>>

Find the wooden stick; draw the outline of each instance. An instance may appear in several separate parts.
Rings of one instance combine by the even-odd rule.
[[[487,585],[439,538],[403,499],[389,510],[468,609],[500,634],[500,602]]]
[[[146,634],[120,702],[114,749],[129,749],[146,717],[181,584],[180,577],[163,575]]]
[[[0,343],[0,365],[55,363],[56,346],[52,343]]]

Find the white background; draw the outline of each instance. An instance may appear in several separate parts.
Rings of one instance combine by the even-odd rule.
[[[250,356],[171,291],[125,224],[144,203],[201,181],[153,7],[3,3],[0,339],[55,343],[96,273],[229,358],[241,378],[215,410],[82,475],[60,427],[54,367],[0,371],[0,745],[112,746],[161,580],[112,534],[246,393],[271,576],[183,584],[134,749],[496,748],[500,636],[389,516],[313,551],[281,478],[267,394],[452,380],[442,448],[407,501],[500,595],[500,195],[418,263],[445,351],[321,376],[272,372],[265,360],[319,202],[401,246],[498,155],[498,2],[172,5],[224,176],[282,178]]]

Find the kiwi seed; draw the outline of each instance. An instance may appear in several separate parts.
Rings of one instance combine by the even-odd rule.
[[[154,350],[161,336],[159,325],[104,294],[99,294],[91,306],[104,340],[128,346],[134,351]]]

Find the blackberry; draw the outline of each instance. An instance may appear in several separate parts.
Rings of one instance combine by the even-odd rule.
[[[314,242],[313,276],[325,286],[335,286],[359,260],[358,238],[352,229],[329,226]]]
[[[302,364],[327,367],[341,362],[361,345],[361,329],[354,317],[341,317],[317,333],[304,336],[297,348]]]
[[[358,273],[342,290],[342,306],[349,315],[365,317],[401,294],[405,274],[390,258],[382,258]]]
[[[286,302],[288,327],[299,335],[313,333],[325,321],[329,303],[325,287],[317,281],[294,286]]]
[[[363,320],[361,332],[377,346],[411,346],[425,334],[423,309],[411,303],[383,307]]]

<<

▶ **WHAT NEEDS TO BE DONE**:
Tell me how many lines in the entries contain the string "appear", and give nothing besides that number.

▶ **REPLY TO THE TASK**:
4